------ DATASET

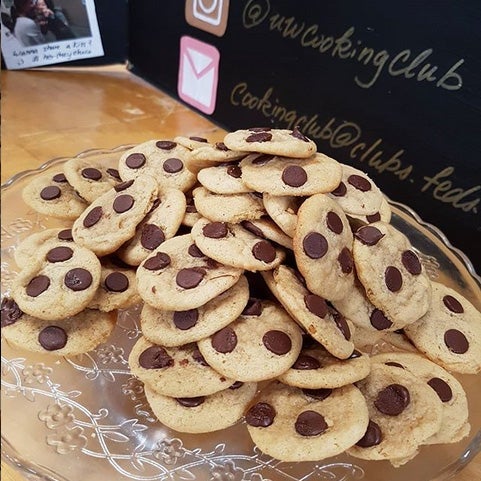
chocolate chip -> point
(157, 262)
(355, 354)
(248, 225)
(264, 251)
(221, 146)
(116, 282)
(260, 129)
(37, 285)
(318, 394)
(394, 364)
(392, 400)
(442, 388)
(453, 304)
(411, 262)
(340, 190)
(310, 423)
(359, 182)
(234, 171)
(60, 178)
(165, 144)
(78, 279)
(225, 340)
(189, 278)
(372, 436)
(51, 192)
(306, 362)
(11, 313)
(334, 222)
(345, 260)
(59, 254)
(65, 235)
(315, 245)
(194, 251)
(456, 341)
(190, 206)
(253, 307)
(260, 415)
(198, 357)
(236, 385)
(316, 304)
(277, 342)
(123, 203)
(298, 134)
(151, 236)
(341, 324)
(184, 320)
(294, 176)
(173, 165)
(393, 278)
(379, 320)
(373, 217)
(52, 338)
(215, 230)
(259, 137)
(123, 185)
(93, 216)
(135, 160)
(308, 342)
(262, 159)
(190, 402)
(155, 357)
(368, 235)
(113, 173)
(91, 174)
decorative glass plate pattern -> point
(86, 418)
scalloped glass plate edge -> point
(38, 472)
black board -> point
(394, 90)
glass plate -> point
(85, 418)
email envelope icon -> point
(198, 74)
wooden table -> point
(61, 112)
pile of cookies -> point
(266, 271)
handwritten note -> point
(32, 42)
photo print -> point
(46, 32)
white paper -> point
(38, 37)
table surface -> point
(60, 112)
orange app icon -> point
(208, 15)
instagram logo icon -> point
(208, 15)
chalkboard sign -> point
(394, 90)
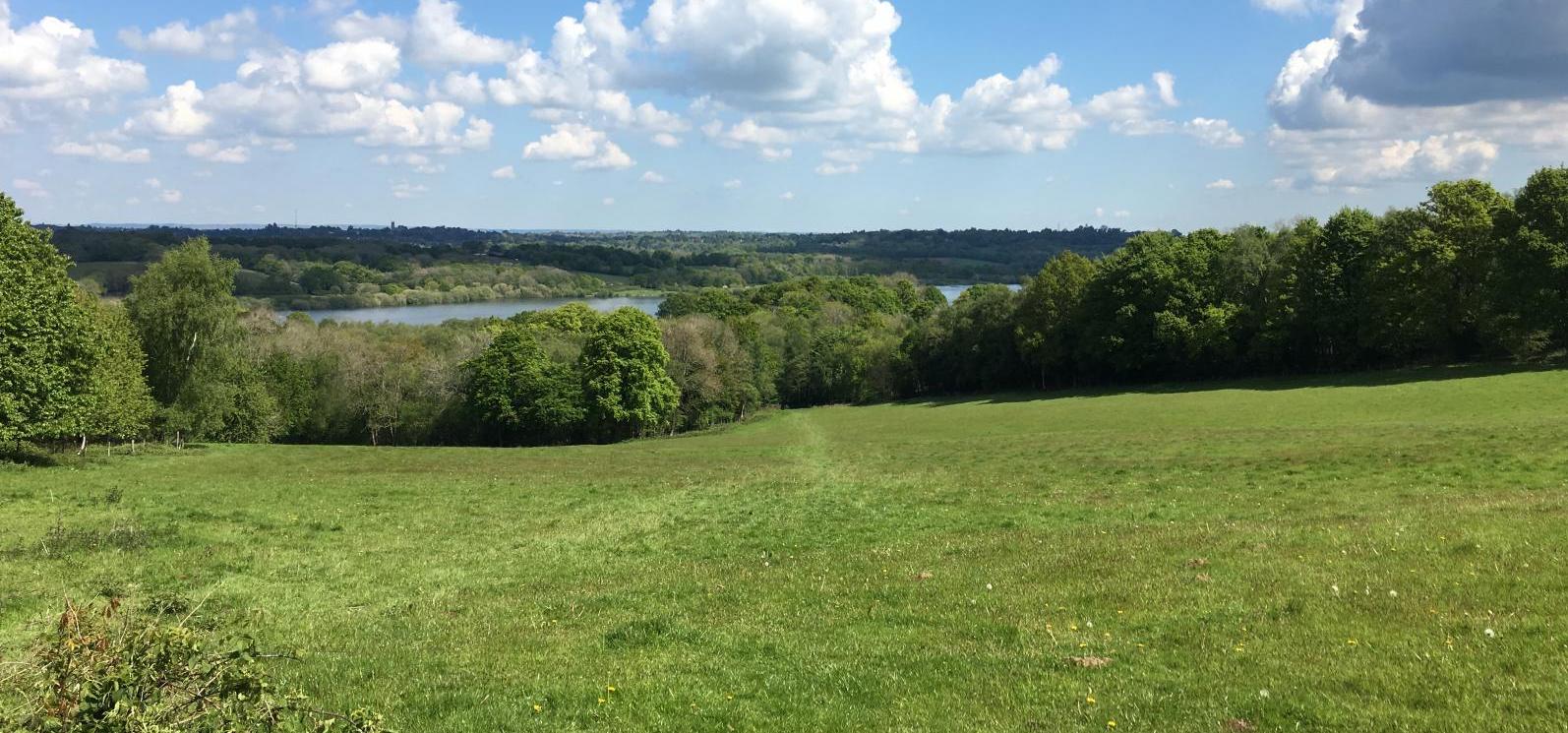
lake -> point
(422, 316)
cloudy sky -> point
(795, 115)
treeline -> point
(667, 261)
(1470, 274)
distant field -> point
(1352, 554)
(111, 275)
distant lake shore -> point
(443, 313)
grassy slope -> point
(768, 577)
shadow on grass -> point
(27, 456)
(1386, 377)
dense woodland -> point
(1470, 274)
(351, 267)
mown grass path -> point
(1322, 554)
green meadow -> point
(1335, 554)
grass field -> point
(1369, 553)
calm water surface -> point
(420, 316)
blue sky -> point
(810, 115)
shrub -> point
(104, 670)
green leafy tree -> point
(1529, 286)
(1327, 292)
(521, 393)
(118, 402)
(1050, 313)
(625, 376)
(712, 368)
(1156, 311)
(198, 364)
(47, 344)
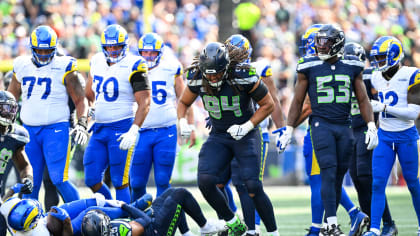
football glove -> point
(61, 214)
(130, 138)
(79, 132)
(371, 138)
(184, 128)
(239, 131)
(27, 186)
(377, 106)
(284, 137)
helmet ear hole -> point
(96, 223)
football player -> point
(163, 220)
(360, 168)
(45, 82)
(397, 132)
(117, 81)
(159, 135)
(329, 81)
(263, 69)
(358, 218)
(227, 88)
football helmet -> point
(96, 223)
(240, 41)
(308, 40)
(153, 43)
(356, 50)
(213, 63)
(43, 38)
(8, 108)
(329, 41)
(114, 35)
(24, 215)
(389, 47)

------------

> TRY IT
Working down from the line with "scalloped glass plate edge -> point", copy each line exactly until the last line of the entries, which is also included. Omit the pictures.

> PROBLEM SOLUTION
scalloped glass plate edge -> point
(38, 472)
black board -> point
(394, 90)
glass plate -> point
(85, 418)
email envelope icon -> point
(198, 74)
wooden table -> point
(61, 112)
pile of cookies -> point
(266, 271)
handwritten note -> point
(32, 42)
photo print -> point
(46, 32)
white paper -> point
(38, 37)
table surface -> point
(60, 112)
orange app icon -> point
(208, 15)
instagram logo icon -> point
(208, 15)
chalkboard sign -> point
(394, 90)
lake -> point
(422, 316)
cloudy sky -> point
(795, 115)
treeline -> point
(667, 261)
(1470, 274)
distant field -> point
(1352, 554)
(111, 275)
distant lake shore -> point
(443, 313)
grassy slope -> point
(768, 577)
shadow on grass -> point
(27, 456)
(1386, 377)
dense woodland -> point
(1470, 274)
(351, 267)
mown grass path -> point
(1322, 554)
green meadow -> point
(1335, 554)
grass field -> point
(1369, 553)
calm water surface -> point
(420, 316)
blue sky -> point
(810, 115)
shrub -> point
(104, 670)
green leafy tree -> point
(1529, 286)
(1327, 292)
(521, 393)
(118, 402)
(1050, 313)
(625, 376)
(712, 368)
(1156, 311)
(198, 364)
(47, 344)
football glove -> point
(61, 214)
(130, 138)
(79, 132)
(371, 138)
(184, 128)
(239, 131)
(27, 186)
(377, 106)
(284, 137)
helmet ear hole -> point
(96, 223)
football player -> point
(163, 220)
(360, 168)
(45, 82)
(397, 132)
(117, 81)
(159, 135)
(329, 81)
(263, 69)
(358, 218)
(227, 88)
football helmet -> point
(96, 223)
(240, 41)
(308, 40)
(153, 43)
(356, 50)
(213, 63)
(43, 38)
(8, 108)
(329, 41)
(114, 35)
(24, 215)
(389, 47)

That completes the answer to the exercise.